→ OBJECTIVE:
Reproduce every line of the material below word for word, with nothing altered, added, or left out.
★ ★ ★ ★ ★ ★ ★
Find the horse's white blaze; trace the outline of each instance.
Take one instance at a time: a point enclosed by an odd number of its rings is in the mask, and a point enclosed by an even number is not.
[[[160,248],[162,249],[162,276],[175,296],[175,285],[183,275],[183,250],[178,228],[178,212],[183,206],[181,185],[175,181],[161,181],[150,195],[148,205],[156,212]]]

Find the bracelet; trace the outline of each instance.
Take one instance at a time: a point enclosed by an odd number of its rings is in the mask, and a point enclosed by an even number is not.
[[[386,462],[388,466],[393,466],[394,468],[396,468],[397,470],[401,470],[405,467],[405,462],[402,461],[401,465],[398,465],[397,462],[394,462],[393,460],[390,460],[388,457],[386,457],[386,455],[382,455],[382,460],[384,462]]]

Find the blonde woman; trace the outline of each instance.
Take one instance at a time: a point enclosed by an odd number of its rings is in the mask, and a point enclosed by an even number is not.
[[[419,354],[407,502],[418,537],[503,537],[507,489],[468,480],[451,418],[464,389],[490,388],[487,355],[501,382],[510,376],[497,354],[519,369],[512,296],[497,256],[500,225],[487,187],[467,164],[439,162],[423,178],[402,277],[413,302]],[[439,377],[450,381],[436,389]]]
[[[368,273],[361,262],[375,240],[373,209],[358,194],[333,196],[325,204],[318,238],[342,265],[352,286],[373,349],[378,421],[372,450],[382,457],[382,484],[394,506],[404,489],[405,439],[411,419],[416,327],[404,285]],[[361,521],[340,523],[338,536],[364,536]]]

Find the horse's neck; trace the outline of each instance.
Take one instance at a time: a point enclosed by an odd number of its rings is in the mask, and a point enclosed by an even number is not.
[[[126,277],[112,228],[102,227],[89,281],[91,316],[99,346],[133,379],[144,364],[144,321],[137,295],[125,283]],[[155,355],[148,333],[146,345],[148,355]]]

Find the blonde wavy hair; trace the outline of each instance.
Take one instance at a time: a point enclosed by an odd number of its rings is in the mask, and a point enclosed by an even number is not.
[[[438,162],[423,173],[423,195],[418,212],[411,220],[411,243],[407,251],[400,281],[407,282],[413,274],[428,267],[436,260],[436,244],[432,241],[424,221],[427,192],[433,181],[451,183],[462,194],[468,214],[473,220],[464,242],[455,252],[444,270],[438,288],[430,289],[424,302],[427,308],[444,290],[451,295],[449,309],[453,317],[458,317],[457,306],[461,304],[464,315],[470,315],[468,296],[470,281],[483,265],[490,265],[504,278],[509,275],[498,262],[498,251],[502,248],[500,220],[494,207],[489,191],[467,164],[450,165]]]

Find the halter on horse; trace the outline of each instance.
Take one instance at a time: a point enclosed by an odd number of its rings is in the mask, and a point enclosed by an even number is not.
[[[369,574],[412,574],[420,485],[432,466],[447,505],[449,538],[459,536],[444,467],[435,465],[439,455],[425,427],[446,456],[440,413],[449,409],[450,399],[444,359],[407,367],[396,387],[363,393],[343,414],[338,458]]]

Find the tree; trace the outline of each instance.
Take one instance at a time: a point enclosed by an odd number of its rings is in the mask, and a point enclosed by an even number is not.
★ ★ ★ ★ ★ ★ ★
→ RESPONSE FOR THIS EXERCISE:
Find the horse's white blaze; trace the outline of each instance.
Take one instance at a time: a point enclosed by an odd number of its rings is in the mask, and a point enclosed by an even number is not.
[[[160,248],[162,249],[162,276],[175,296],[175,285],[183,275],[183,250],[178,228],[178,212],[183,206],[181,185],[175,181],[161,181],[150,195],[148,205],[156,212]]]

Find the bracelet; trace the outline of each instance.
Take one instance at a time: a point enclosed by an odd number of its rings is in the mask, and a point enclosed by an even number is not.
[[[386,462],[388,466],[393,466],[394,468],[396,468],[397,470],[401,470],[405,467],[405,462],[402,461],[401,465],[398,465],[397,462],[394,462],[393,460],[390,460],[388,457],[386,457],[386,455],[382,455],[382,460],[384,462]]]

Find the blonde woman; trace the outline of each instance.
Take one instance at a time: a point enclosed by an odd number of its rings is in the mask, and a point enclosed by an even number is not.
[[[419,354],[407,502],[418,537],[503,537],[507,489],[468,480],[451,418],[464,389],[490,388],[487,355],[501,382],[510,376],[497,354],[519,369],[512,296],[497,256],[500,225],[487,187],[467,164],[439,162],[423,178],[402,277],[413,302]],[[439,377],[450,381],[436,389]]]
[[[368,273],[361,262],[375,240],[373,209],[358,194],[333,196],[325,204],[318,238],[342,265],[352,286],[373,349],[378,421],[372,450],[382,457],[382,484],[394,506],[404,489],[405,439],[411,419],[416,327],[404,285]],[[361,521],[340,523],[338,536],[364,536]]]

Find the horse's neck; trace the outline of each instance.
Take one instance at a time: a point enclosed by an odd number of its rings is in the mask, and a point enclosed by an even number is not.
[[[126,277],[112,228],[102,227],[89,281],[91,316],[99,346],[133,379],[144,364],[144,321],[137,295],[125,283]],[[155,355],[148,333],[146,345],[148,355]]]

Find the blonde wavy hair; trace the outline of each instance.
Take one instance at a time: a point enclosed by an odd number of its rings is in the mask, and a point enclosed by an even number is not.
[[[438,162],[423,173],[423,195],[418,212],[411,220],[411,243],[407,251],[400,281],[407,282],[413,274],[428,267],[436,260],[436,244],[432,241],[424,221],[427,192],[433,181],[451,183],[462,194],[468,214],[473,220],[464,242],[455,252],[444,270],[438,288],[430,289],[424,302],[427,308],[444,290],[451,295],[449,309],[453,317],[458,317],[457,306],[461,304],[464,315],[470,315],[468,296],[470,281],[483,265],[490,265],[504,278],[509,275],[498,262],[498,251],[502,248],[500,220],[494,207],[489,191],[467,164],[450,165]]]

Find the halter on horse; trace the outline of each instance.
Take one instance at a time: a point enclosed by an odd number of its rings is in the mask, and a point enclosed by an even number is not.
[[[369,574],[412,574],[420,485],[432,466],[447,505],[449,538],[459,536],[444,467],[435,465],[439,455],[425,427],[446,456],[440,413],[449,409],[450,399],[444,359],[407,367],[396,387],[363,393],[343,414],[338,458]]]

Find the tree; trace the outline of each instance.
Take one instance at a time: a point enclosed by an odd number of its rings is in the mask, and a point enclosed by an even number is not.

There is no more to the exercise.